Required work: Reproduce each of the following rows line for line, with no changes.

Source data:
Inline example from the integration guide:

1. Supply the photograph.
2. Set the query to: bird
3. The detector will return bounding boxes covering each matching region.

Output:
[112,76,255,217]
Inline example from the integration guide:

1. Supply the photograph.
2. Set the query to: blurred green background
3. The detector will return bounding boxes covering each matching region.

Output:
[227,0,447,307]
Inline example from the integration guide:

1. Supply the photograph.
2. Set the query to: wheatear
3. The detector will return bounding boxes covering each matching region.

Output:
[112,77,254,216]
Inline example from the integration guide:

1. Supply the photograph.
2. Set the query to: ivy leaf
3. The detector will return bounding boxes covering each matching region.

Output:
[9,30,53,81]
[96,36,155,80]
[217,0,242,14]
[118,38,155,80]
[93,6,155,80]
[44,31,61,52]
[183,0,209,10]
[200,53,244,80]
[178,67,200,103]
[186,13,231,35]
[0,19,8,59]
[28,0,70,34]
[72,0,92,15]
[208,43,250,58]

Output for this task:
Inline example from the integration guide:

1. Supply the photograph.
2. Set the query to: bird
3. The detector will return bounding boxes covering each matching region.

Output:
[112,76,255,217]
Inline example from the integration guide:

1. Supply the photograph.
2. Set the query to: blurred green background
3. The detector will return bounding boxes covering each matching region.

Output:
[227,0,447,307]
Inline example from the integration guide:

1. Supply the photograph.
2. Set the query to: wheatear
3. The detector will return bounding boxes covering each matching region.

Output:
[112,77,254,216]
Inline example from the integration guide:

1. Supply the photograph.
2. Set the query to: ivy leaf
3. The detector will return bounding boxes covering each matching region.

Output:
[9,30,53,81]
[96,36,155,80]
[217,0,242,14]
[118,38,155,80]
[93,6,155,80]
[44,31,61,52]
[183,0,209,10]
[200,53,244,80]
[178,67,200,103]
[186,13,231,35]
[0,19,8,59]
[28,0,70,34]
[72,0,92,15]
[208,43,250,58]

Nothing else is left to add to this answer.